---------- 所给文本 ----------
原创

Elasticsearch-tmdb学习

开始学习tmdb

PUT /movie
{
 "settings": {
   "number_of_shards": 1,
   "number_of_replicas": 0
 },
 "mappings": {
   "properties": {
     "title":{"type": "text","analyzer":"english"},
     "tagline":{ "type": "text","analyzer": "english"},
     "release_date":{"type": "date","format": "8yyyy/MM/dd||yyyy/M/dd||yyyy/MM/d||yyyy/M/d"},
     "popularity":{"type": "double"},
     "overview":{"type": "text","analyzer": "english"},
     "cast":{
       "type": "object",
       "properties": {
         "character":{"type":"text","analyzer":"standard"},
         "name":{"type":"text","analyzer":"standard"}
       }
     }
   }
 }
}

通过csvImporter工程导入数据

http://127.0.0.1:8091/es/import-data
http://127.0.0.1:8091/es/get?id=931

  • match模糊查询
    GET /movie/_search
    {
    "query": {
     "match": {
       "cast.name": "Neeson"
     }
    }
    }
    
  • term精确查询

    课程说的是:不进行分词分析。
    但是实测是小写后和分词完全一样才匹配,即:"cast.name": "Neeson" 搜不到,"cast.name": "neeson" 搜得到,即入参要先转小写。

    GET /movie/_search
    {
    "query": {
     "term": {
       "cast.name": "neeson"
     }
    }
    }
    
  • 分词后的 且and 和 或or 的逻辑

    match默认使用or

    GET /movie/_search
    {
    "query": {
      "match": {
        "title": "basketball with cartoom aliens"
      }
    }
    }
    

    分词

    GET /movie/_analyze
    {
    "field": "title",
    "text": "basketball with cartoom aliens"
----------
## 书面要求 1
请更新下方全部记录,将其中的“yellow cleat”一律替换为“yellow boot”,其余内容保持不变,答案中不必附上图片。
---------- 本题记录 ----------
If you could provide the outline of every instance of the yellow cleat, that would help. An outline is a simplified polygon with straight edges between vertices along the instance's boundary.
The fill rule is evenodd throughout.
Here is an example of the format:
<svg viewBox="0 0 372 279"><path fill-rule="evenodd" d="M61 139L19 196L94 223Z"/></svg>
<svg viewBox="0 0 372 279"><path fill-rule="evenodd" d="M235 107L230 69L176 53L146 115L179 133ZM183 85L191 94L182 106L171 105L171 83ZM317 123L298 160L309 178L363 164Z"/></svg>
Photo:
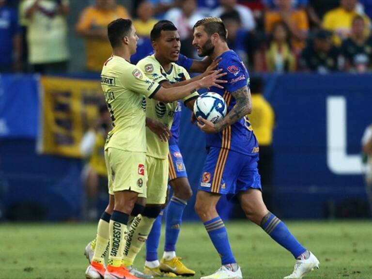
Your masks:
<svg viewBox="0 0 372 279"><path fill-rule="evenodd" d="M154 277L177 277L177 275L173 272L163 272L157 267L149 267L145 265L143 268L143 273L147 275L152 275Z"/></svg>
<svg viewBox="0 0 372 279"><path fill-rule="evenodd" d="M175 257L170 260L165 260L164 258L160 261L160 270L170 272L181 276L193 276L195 272L189 269L181 261L181 257Z"/></svg>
----------
## 书面要求 2
请列出这篇 Elasticsearch 学习文本中,创建 movie 索引时 mappings 的 properties 下直接定义的全部顶层字段名,cast 内部的子字段除外。

## 解答 1
If you could provide the outline of every instance of the yellow boot, that would help. An outline is a simplified polygon with straight edges between vertices along the instance's boundary.
The fill rule is evenodd throughout.
Here is an example of the format:
<svg viewBox="0 0 372 279"><path fill-rule="evenodd" d="M61 139L19 196L94 223Z"/></svg>
<svg viewBox="0 0 372 279"><path fill-rule="evenodd" d="M235 107L230 69L176 53L146 115L179 133ZM183 85L191 94L182 106L171 105L171 83ZM317 123L298 160L309 178L363 164Z"/></svg>
Photo:
Your masks:
<svg viewBox="0 0 372 279"><path fill-rule="evenodd" d="M154 277L177 277L177 275L173 272L163 272L157 267L149 267L145 265L143 268L143 273L147 275L152 275Z"/></svg>
<svg viewBox="0 0 372 279"><path fill-rule="evenodd" d="M175 257L170 260L165 260L164 258L160 261L160 270L170 272L181 276L193 276L195 272L189 269L181 261L181 257Z"/></svg>

## 解答 2
title、tagline、release_date、popularity、overview、cast